* Цель задания *
Допишите следующую часть текста о стихах Мандельштама и его влюбленностях, начав сразу после его последнего предложения.

* Страница *
____
Тем интереснее, что в том же 1913 году, когда был создан оптимистический «Теннис», Мандельштам написал, а через год напечатал, и опять в «Новом Сатириконе», в июльском, тридцатом номере, еще одно спортивное стихотворение – «Футбол». В финале этого стихотворения обыгрывается страшная и трагическая для современного читателя подробность эротического эпизода из Ветхого Завета. Прекрасная еврейка Юдифь (Иудифь), воспользовавшись страстным желанием ассирийского полководца Олоферна «сойтись с нею» (Иуд. 12: 16), мечом отсекает опьяневшему и уснувшему полководцу голову:
Телохранитель был отравлен.
В неравной битве изнемог,
Обезображен, обесславлен
Футбола толстокожий бог.
И с легкостью тяжеловеса
Удары отбивал боксер:
О, беззащитная завеса,
Неохраняемый шатер!
Должно быть, так толпа сгрудилась —
Когда, мучительно-жива,
Не допив кубка, покатилась
К ногам тупая голова…
Неизъяснимо лицемерно
Не так ли кончиком ноги
Над теплым трупом Олоферна
Юдифь глумилась и враги?88
По воспоминаниям Владимира Пяста, образ Юдифи в этом стихотворении «был вызван одной из постоянных посетительниц» артистического петербургского кафе «Бродячая Собака», «имевших прозвание „Королевы Собаки“ (таких было несколько)»89. В позднейшей повести Мандельштама «Египетская марка» эта девушка, спроецированная на знаменитую картину Джорджоне «Юдифь», хранящуюся в Эрмитаже, послужила прообразом коварного женского персонажа: «Юдифь Джорджоне улизнула от евнухов Эрмитажа»90.
В 1914 году Мандельштам увлекся тогдашней женой литературного критика Валериана Чудовского, художницей Анной Зельмановой-Чудовской. По воспоминаниям Бенедикта Лившица, это была «женщина редкой красоты, прорывавшейся даже сквозь ее беспомощные, писанные ярь-медянкой автопортреты»91.
Именем Зельмановой-Чудовской открывается аннотированный список влюбленностей поэта, который составила Анна Ахматова в своих мемуарных «Листках из дневника»:
Когда он влюблялся, что происходило довольно часто, я несколько раз была его конфиденткой. Первой на моей памяти была Анна Михайловна Зельманова-Чудовская, красавица-художница. Она написала его на синем фоне с закинутой головой (1914). На Алексеевской улице. Анне Михайловне он стихов не писал, на что сам горько жаловался – еще не умел писать любовные стихи92.
Мы бы хотели обратить особое внимание на два аспекта, связанных с этим фрагментом. Первый аспект: само составление перечня мандельштамовских влюбленностей, прагматика которого может показаться непонятной и/или экстравагантной93, свидетельствует, что Ахматова очень большое значение придавала роли любовной темы в жизни и творчестве поэта. Второй аспект: если Ахматова передала смысл «горьких жалоб» Мандельштама правильно, это означает, что все те его любовные стихотворения, которые мы рассматривали до сих пор, самим поэтом таковыми не признавались, или, точнее говоря, записывались в разряд творческих неудач – «еще не умел писать любовные стихи». А это, в свою очередь, значит, что мы все же имеем право поискать среди стихотворений Мандельштама, в первую очередь не опубликованных при его жизни, такие, которые были связаны с личностью Зельмановой-Чудовской.
____
* Предоставленные позиции *
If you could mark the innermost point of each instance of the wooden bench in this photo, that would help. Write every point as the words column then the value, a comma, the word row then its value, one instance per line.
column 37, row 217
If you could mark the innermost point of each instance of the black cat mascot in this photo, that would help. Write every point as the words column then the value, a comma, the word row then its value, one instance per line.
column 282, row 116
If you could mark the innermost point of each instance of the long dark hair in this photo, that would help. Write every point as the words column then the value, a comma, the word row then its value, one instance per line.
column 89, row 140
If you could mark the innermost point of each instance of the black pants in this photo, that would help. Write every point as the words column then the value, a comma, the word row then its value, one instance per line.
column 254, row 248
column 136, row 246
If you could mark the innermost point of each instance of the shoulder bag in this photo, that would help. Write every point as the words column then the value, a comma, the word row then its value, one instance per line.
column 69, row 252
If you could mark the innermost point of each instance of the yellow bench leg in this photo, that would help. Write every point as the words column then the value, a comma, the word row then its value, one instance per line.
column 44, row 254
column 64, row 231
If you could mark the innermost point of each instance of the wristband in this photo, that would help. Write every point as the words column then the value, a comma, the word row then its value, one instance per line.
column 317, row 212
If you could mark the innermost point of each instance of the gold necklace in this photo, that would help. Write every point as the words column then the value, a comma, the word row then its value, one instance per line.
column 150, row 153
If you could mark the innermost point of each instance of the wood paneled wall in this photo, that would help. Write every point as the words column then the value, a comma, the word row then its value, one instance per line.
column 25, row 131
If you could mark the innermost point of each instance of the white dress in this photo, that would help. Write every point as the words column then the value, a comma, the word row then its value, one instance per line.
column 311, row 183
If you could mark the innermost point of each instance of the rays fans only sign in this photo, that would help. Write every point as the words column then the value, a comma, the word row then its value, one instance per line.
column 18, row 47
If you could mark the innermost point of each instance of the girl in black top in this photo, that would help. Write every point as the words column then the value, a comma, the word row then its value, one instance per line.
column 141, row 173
____
* Результат задания *
Еще А. А. Морозов предположил, что к тому самому портрету Мандельштама работы Зельмановой-Чудовской, о котором упоминает в «Листках из дневника» Ахматова, восходит не опубликованное при жизни поэта стихотворение 1914 года «Автопортрет»94:
В поднятьи головы крылатый
Намек – но мешковат сюртук;
В закрытьи глаз, в покое рук —
Тайник движенья непочатый;
Так вот кому летать и петь
И слова пламенная ковкость, —
Чтоб прирожденную неловкость
Врожденным ритмом одолеть!95
Мандельштамовское стихотворение 1914 года, о котором пойдет речь далее, тоже при жизни Мандельштама полностью никогда не публиковалось. Его текст сохранился в собрании А. Ивича (И. И. Бернштейна). Называется стихотворение «Приглашение на луну»:
У меня на луне
Вафли ежедневно,
Приезжайте ко мне,
Милая царевна!
Хлеба нет на луне,
Вафли ежедневно.
На луне не растет
Ни одной былинки,
На луне весь народ
Делает корзинки —
Из соломы плетет
Легкие корзинки.
На луне – полутьма
И дома опрятней,
На луне не дома —
Просто голубятни,
Голубые дома —
Чудо-голубятни…
Убежим на часок
От земли-злодейки!
На луне нет дорог
И одни скамейки:
Что ни шаг – то прыжок
Через три скамейки.
Захватите с собой
Молока котенку —
Земляники лесной —
Зонтик – и гребенку…
На луне голубой
Я сварю вам жженку!96
Важное отличие этого стихотворения от всех тех, которые мы рассматривали ранее, заключается в следующем: здесь Мандельштам обращается к адресату не на ты, а на вы, то есть обращение из мысленного и гипотетического превращается в возможное в реальной жизни. Но обращается поэт все-таки к условной «царевне», и зовет он эту «царевну» не на реальное свидание, а на условную «луну». Сделав один робкий шаг в сторону реальности, Мандельштам тут же делает два шага назад к привычной уже для него условности. Только теперь перед нами не мадригал русалке, не объективированный портрет американки в Европе, не описание теннисного поединка и не пунктирный пересказ фабулы мелодраматического фильма, а имитация жанра стихотворения для детей с его нарочитой инфантильностью («Захватите с собой / Молока котенку») и забавной нелепицей (если «на луне не растет / ни одной былинки», то откуда тогда берется «солома», из которой «весь народ / делает корзинки»?).
Впрочем, Надежду Мандельштам вся эта бутафория не обманула, и она в одной из своих заметок проницательно предположила, что «„Приглашение на луну“ вовсе для детей не предназначалось. Это из „взрослых“ стихов, и на луну приглашалась, наверное, вполне взрослая женщина»97. Дополнительный аргумент в пользу такой версии заключается в том, что «жженка», которой лирический субъект стихотворения собирается потчевать «царевну», – это крепкий алкогольный напиток типа пунша.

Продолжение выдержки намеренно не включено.